REQUIRED TASK ::
Reproduce the court judgment below in full, word for word.

EXTRACT PROVIDED ::
▼

NARENDRA PRASAD RAI Vs. STATE OF U P
LAWS(ALL)-2006-9-36
HIGH COURT OF ALLAHABAD
Decided on September 22,2006

NARENDRA PRASAD RAI Appellant
VERSUS
STATE OF UTTAR PRADESH Respondents

JUDGEMENT

- (1.) BHARATI Sapru, J. Heard learned Counsel for the petitioner and the learned standing Counsel for the respondents.
(2.) THE petitioner has made a prayer seeking writ of certiorari quashing the impugned orders dated 19-6- 1993 and 2-3-1992 passed by the respondents No. 3 and 2 respectively (Annexures 1 and 2 to the writ petition ). THE first the order of removal was passed by the Superintendent of Police and the second is the order passed in appeal by the D. I. G. (Police ). The contention of the petitioner is that both the impugned orders are arbitrary and illegal because the services of the petitioner have been brought to an end without giving to the petitioner an opportunity of hearing and in violation of the provisions of Section 8 (2) (b) of the U. P. Police Officers of the Subordinate Ranks (Punishment and Appeal) Rules, 1991. The contention of the petitioner also is that the provisions of Section 8 (2) (b) of the Rules aforesaid can only be dispensed with certain circumstances and although if there are good reasons to do so and also where the authority who is empowered to dismiss or remove a person is satisfied for reasons to be recorded by the authority in writing that it is reasonably impracticable to hold such an enquiry. I have perused the order of termination dated 19-6-1993. The order does not record any reason why it is impracticable to hold an enquiry. The order simply records that firstly the petitioner was unauthorizedly absent, secondly that previously also he had been absent without leave 164 days; and thirdly he was found with heroin for which he has been declared indisciplined employee but no reason has been given why it is not possible to hold an enquiry against him. After all in all cases of misconduct, an enquiry is held. It is only in very special circumstances that an enquiry can be dispensed with. Therefore, if the provisions of Rule 8 (2) (b) are to be invoked by the authority, then it must record clearly the reasons for doing so. Rule 8 (2) (b) is quoted below: " (b) Where the authority empowered to dismiss or remove a person or to reduce him in rank is satisfied that for some reason to be recorded by that authority in writing, it is not reasonably practicable to hold such enquiry;"

▲

INFORMATION SHOWN ::
▼

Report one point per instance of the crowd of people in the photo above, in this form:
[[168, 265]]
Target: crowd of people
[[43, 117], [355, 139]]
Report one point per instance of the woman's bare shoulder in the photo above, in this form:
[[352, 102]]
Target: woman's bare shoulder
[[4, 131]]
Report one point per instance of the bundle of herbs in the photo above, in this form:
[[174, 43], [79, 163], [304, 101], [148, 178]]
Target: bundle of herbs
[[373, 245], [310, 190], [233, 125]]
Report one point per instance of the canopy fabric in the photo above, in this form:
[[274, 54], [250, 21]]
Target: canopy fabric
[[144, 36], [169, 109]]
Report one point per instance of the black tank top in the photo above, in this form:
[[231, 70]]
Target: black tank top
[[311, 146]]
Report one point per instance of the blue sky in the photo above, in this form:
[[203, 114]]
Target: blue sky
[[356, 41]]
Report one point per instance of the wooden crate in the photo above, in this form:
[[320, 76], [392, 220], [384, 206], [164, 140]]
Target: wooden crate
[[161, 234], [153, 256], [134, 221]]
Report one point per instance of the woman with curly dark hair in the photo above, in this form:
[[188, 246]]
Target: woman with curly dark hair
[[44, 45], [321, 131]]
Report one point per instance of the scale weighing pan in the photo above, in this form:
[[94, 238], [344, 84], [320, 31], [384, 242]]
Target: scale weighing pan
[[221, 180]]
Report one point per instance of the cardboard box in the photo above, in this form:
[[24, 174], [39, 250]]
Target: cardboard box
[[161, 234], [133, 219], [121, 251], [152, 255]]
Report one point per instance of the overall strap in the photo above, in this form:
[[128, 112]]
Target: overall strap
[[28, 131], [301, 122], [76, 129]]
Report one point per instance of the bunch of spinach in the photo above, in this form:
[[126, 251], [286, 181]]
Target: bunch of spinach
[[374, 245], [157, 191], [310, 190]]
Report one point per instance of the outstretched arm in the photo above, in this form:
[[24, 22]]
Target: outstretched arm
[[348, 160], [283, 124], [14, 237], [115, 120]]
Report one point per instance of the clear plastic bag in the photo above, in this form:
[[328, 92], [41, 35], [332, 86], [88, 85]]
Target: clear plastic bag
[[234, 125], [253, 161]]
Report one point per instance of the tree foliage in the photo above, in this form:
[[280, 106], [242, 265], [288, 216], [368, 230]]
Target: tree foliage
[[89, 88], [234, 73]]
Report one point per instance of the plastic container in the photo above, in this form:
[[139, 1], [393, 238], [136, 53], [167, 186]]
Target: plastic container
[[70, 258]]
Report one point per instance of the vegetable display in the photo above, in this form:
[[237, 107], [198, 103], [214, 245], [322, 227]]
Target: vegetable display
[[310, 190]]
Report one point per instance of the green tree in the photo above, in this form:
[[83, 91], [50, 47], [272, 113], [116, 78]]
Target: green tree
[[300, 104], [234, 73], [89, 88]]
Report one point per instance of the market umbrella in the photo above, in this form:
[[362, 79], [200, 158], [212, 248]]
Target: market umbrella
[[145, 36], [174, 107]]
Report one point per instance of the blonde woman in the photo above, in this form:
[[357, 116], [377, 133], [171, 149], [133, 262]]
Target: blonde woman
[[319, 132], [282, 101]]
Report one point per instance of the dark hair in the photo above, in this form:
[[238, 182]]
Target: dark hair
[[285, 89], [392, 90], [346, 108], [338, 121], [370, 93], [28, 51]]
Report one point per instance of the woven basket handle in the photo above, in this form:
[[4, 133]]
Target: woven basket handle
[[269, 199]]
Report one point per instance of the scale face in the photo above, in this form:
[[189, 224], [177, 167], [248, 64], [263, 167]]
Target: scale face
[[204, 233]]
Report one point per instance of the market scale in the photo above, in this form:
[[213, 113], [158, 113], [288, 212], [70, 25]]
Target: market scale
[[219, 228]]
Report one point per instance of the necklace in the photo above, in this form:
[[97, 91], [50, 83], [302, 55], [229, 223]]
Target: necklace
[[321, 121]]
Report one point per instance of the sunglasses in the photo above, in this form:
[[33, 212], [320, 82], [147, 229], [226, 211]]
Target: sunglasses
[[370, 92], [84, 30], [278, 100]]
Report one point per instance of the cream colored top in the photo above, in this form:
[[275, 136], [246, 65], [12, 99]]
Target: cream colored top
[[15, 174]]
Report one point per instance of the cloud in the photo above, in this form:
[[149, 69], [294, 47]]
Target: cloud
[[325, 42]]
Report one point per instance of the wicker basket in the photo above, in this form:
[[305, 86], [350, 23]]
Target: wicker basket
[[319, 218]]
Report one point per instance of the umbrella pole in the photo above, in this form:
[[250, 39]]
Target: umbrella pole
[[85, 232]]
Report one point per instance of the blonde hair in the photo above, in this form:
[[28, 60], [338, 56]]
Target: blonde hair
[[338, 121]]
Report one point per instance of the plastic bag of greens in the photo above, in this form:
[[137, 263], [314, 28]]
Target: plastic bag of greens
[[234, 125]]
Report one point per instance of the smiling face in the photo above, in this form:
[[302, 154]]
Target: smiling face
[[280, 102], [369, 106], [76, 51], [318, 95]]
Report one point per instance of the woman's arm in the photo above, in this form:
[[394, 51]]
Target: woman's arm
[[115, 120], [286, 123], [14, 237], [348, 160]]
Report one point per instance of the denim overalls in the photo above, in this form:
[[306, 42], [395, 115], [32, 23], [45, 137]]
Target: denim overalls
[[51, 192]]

▲

EXPECTED ANSWER ::
NARENDRA PRASAD RAI Vs. STATE OF U P
LAWS(ALL)-2006-9-36
HIGH COURT OF ALLAHABAD
Decided on September 22,2006

NARENDRA PRASAD RAI Appellant
VERSUS
STATE OF UTTAR PRADESH Respondents

JUDGEMENT

- (1.) BHARATI Sapru, J. Heard learned Counsel for the petitioner and the learned standing Counsel for the respondents.
(2.) THE petitioner has made a prayer seeking writ of certiorari quashing the impugned orders dated 19-6- 1993 and 2-3-1992 passed by the respondents No. 3 and 2 respectively (Annexures 1 and 2 to the writ petition ). THE first the order of removal was passed by the Superintendent of Police and the second is the order passed in appeal by the D. I. G. (Police ). The contention of the petitioner is that both the impugned orders are arbitrary and illegal because the services of the petitioner have been brought to an end without giving to the petitioner an opportunity of hearing and in violation of the provisions of Section 8 (2) (b) of the U. P. Police Officers of the Subordinate Ranks (Punishment and Appeal) Rules, 1991. The contention of the petitioner also is that the provisions of Section 8 (2) (b) of the Rules aforesaid can only be dispensed with certain circumstances and although if there are good reasons to do so and also where the authority who is empowered to dismiss or remove a person is satisfied for reasons to be recorded by the authority in writing that it is reasonably impracticable to hold such an enquiry. I have perused the order of termination dated 19-6-1993. The order does not record any reason why it is impracticable to hold an enquiry. The order simply records that firstly the petitioner was unauthorizedly absent, secondly that previously also he had been absent without leave 164 days; and thirdly he was found with heroin for which he has been declared indisciplined employee but no reason has been given why it is not possible to hold an enquiry against him. After all in all cases of misconduct, an enquiry is held. It is only in very special circumstances that an enquiry can be dispensed with. Therefore, if the provisions of Rule 8 (2) (b) are to be invoked by the authority, then it must record clearly the reasons for doing so. Rule 8 (2) (b) is quoted below: " (b) Where the authority empowered to dismiss or remove a person or to reduce him in rank is satisfied that for some reason to be recorded by that authority in writing, it is not reasonably practicable to hold such enquiry;"